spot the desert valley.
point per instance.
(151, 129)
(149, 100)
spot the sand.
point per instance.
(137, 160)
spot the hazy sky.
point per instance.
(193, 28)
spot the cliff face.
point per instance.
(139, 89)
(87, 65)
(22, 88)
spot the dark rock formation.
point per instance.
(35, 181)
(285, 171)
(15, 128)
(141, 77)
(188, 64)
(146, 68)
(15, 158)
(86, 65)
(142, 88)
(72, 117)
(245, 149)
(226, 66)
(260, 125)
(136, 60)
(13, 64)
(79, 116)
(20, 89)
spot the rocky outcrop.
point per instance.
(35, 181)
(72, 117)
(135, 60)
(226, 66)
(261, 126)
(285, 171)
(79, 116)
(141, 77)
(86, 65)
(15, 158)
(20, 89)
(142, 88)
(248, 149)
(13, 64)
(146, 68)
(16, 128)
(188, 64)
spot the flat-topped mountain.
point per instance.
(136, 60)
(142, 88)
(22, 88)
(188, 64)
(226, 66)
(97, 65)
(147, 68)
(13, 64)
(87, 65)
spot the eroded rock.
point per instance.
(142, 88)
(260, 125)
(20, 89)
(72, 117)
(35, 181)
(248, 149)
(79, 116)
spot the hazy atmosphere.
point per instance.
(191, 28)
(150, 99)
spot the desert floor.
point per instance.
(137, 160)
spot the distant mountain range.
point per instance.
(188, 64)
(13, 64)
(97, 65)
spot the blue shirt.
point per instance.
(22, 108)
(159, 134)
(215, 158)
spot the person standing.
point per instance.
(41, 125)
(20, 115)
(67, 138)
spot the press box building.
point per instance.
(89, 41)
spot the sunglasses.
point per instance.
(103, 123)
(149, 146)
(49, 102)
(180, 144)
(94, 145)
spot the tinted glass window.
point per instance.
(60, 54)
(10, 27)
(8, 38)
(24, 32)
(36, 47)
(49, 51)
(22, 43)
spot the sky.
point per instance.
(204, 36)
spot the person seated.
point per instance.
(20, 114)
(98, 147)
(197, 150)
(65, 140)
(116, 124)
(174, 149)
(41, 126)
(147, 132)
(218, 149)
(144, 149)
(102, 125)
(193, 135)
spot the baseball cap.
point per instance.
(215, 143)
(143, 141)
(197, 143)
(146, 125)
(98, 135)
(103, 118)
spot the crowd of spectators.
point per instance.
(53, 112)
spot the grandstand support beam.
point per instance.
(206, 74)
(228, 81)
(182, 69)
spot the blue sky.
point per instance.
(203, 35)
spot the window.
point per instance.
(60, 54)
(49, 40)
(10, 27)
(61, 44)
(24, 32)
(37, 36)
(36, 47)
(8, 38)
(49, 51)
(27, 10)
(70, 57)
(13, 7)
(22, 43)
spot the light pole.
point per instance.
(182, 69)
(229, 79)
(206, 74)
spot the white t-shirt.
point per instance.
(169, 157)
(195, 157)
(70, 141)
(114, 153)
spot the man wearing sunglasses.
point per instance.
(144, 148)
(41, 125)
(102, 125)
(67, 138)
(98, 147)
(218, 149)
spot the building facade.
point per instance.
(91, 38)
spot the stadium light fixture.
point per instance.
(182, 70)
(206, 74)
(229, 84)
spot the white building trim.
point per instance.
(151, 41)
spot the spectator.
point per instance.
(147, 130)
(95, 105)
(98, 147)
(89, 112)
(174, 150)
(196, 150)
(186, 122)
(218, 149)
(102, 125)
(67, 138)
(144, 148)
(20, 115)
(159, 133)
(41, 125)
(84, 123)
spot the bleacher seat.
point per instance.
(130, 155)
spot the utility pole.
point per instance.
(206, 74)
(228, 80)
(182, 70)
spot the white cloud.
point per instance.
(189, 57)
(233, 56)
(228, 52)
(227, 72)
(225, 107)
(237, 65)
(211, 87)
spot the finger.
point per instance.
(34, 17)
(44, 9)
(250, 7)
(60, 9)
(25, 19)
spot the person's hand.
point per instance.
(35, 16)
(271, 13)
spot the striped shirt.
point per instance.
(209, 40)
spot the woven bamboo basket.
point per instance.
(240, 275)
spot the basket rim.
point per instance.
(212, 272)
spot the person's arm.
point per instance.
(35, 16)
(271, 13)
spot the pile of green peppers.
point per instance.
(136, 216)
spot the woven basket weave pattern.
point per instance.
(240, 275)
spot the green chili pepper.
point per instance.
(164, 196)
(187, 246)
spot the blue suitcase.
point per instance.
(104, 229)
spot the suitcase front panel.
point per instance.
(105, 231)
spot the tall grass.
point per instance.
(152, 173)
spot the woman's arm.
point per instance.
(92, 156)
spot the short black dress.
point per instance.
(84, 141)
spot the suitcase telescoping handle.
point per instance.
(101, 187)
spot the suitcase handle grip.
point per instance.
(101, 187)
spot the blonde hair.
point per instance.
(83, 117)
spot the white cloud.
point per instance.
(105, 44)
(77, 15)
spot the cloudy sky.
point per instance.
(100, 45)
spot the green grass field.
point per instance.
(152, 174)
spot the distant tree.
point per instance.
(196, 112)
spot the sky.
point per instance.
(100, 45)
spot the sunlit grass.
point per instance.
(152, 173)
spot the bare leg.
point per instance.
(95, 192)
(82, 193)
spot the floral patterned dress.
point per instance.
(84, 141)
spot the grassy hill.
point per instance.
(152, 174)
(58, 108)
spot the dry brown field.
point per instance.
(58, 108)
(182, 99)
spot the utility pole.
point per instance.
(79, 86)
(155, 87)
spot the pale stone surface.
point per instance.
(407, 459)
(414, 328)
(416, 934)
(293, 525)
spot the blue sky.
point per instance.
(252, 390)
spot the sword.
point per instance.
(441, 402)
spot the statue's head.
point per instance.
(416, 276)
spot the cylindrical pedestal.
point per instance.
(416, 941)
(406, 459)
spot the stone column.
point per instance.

········

Try it >> Where the line with "spot the window." ends, your copy should end too; please return exactly the lines from the first line of the data through it.

Answer to this task >>
spot the desert valley.
point per instance.
(151, 129)
(149, 100)
spot the sand.
point per instance.
(137, 160)
spot the hazy sky.
point per instance.
(193, 28)
spot the cliff face.
point per instance.
(139, 89)
(87, 65)
(22, 88)
spot the dark rock formation.
point per instance.
(35, 181)
(285, 171)
(15, 128)
(141, 77)
(188, 64)
(146, 68)
(15, 158)
(86, 65)
(142, 88)
(72, 117)
(245, 149)
(226, 66)
(260, 125)
(136, 60)
(13, 64)
(79, 116)
(20, 89)
spot the rocky outcrop.
point per instance.
(35, 181)
(72, 117)
(135, 60)
(226, 66)
(261, 126)
(285, 171)
(79, 116)
(141, 77)
(86, 65)
(15, 158)
(20, 89)
(142, 88)
(248, 149)
(13, 64)
(146, 68)
(16, 128)
(188, 64)
spot the flat-topped mountain.
point per instance.
(136, 60)
(142, 88)
(22, 88)
(188, 64)
(226, 66)
(97, 65)
(147, 68)
(13, 64)
(87, 65)
spot the eroded rock.
point per instance.
(142, 88)
(260, 125)
(20, 89)
(72, 117)
(35, 181)
(248, 149)
(79, 116)
spot the hazy atmosphere.
point per instance.
(191, 28)
(150, 99)
spot the desert floor.
point per instance.
(137, 160)
spot the distant mountain range.
point per instance.
(188, 64)
(13, 64)
(97, 65)
spot the blue shirt.
point per instance.
(22, 108)
(159, 134)
(215, 158)
spot the person standing.
point per instance.
(41, 125)
(20, 115)
(67, 138)
spot the press box building.
point per instance.
(89, 41)
spot the sunglasses.
point per instance.
(103, 123)
(149, 146)
(49, 102)
(180, 144)
(94, 145)
spot the tinted glass window.
point per instance.
(60, 54)
(10, 27)
(8, 38)
(24, 32)
(36, 47)
(49, 51)
(22, 43)
spot the sky.
point per instance.
(204, 36)
spot the person seated.
point per instance.
(20, 114)
(98, 147)
(197, 150)
(65, 140)
(116, 124)
(174, 149)
(41, 126)
(147, 132)
(218, 149)
(144, 149)
(102, 125)
(193, 135)
spot the baseball cap.
point per instance.
(215, 143)
(143, 141)
(197, 143)
(146, 125)
(98, 135)
(103, 118)
spot the crowd of spectators.
point per instance.
(53, 112)
spot the grandstand support beam.
point per instance.
(206, 74)
(228, 81)
(182, 69)
spot the blue sky.
point per instance.
(203, 35)
spot the window.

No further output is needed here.